Credibility of the business Aug 21, 2015

Once I twas translating a standard certification document and was wondering to myself that it didn't bear the person's birthdate as it was usual for such kind of document. Next morning, the agency emailed: all is impecable but what about the birthdate? So I opened the file again and the birthdate was right there, in front of my eyes, in the very middle of the page! I got so embarrased about myself, I still have self-blaming feeling "How could I?!" each time I remember it.
I have had an unhappy end client and his rage was because of one (!) not fully corect medical term for a joint. I don't do medical translations, all my clients know that and warn their end clients. In that case, there had happened a car accident, with a 10-year kid involved, and the agency begged me to do that translation as the family returned to their home country and needed to follow the treatment. So I did 5 pages of medical language translation. It happened the kid's father to be a doctor himself and he found, in those 5 pages, that I had used, say, the generic "joint" instead of the specific joint name, though it was clear from the involved body parts which joint exactly was referred to. It was unpleasant. Not enough that I sat during the night to deliver the translation by the morning (with 2 hours ahead of my time zone) but now this person comes and screems at the agency owner? I told the agency to let that man have the translation for free but I wouldn't do the next document that he had brought.
The agency owner was on my side. She told: Sometimes it's better to lose a client rather than do our best and receive such reward."
By the way, I received that same next document through another agency for translation. Refused it.
Indeed, where an agency merely accepts a "mistake" list and passes it to the translator, it gives a client an impression that the agency is not sure about their own translators and the quality of the delivered service. Credibility of the agency itself is put under question with such attitudes.

[Recorded data]

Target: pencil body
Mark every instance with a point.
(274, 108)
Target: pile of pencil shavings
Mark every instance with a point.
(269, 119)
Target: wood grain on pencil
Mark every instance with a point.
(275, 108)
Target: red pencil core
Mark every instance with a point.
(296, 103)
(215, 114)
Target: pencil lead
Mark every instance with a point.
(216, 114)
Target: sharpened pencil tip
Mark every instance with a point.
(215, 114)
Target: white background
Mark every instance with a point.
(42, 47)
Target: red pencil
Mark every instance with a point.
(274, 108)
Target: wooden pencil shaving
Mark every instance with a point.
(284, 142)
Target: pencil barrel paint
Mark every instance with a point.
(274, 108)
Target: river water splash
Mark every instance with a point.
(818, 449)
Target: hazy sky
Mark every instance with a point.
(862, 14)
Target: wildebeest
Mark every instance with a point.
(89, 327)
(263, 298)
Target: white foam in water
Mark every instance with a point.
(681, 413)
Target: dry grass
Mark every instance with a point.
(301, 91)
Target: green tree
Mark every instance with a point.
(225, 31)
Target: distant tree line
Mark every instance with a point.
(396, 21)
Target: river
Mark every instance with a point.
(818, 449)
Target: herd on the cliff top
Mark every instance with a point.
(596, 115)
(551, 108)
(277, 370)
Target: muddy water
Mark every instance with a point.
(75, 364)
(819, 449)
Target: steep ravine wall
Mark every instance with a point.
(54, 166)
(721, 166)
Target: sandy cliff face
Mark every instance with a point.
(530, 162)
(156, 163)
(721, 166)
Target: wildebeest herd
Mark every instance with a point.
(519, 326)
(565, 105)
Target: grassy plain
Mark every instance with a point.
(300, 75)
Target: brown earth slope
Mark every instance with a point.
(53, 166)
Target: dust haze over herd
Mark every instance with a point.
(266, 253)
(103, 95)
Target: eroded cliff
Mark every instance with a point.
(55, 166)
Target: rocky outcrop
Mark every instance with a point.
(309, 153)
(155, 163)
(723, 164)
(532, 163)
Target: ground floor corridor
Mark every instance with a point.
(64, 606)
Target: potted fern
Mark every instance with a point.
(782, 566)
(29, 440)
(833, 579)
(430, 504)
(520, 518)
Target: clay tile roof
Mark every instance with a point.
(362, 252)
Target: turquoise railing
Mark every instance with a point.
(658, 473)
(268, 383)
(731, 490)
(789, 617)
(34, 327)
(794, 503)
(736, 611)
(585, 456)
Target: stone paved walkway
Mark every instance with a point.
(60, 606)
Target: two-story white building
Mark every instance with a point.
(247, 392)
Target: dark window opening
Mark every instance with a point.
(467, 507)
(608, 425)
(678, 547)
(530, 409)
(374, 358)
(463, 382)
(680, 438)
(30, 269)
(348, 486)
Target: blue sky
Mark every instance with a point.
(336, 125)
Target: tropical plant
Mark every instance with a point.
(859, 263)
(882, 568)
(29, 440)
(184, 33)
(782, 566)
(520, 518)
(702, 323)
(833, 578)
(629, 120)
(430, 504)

> **Work instruction A**
In the post about business credibility, how many pages of medical translation did the writer do for the family after the car accident?
> **Work instruction B**
For each statement, say whether it agrees with the post about business credibility, and quote the words that decide it. (i) The agency owner took the writer's side. (ii) The writer regularly takes on medical translations. (iii) The writer accepted the next document when it arrived through another agency.
Work only from the text.

> **Answer space A**
Five pages.

> **Answer space B**
(i) Yes: "The agency owner was on my side."
(ii) No: "I don't do medical translations"
(iii) No: "I received that same next document through another agency for translation. Refused it."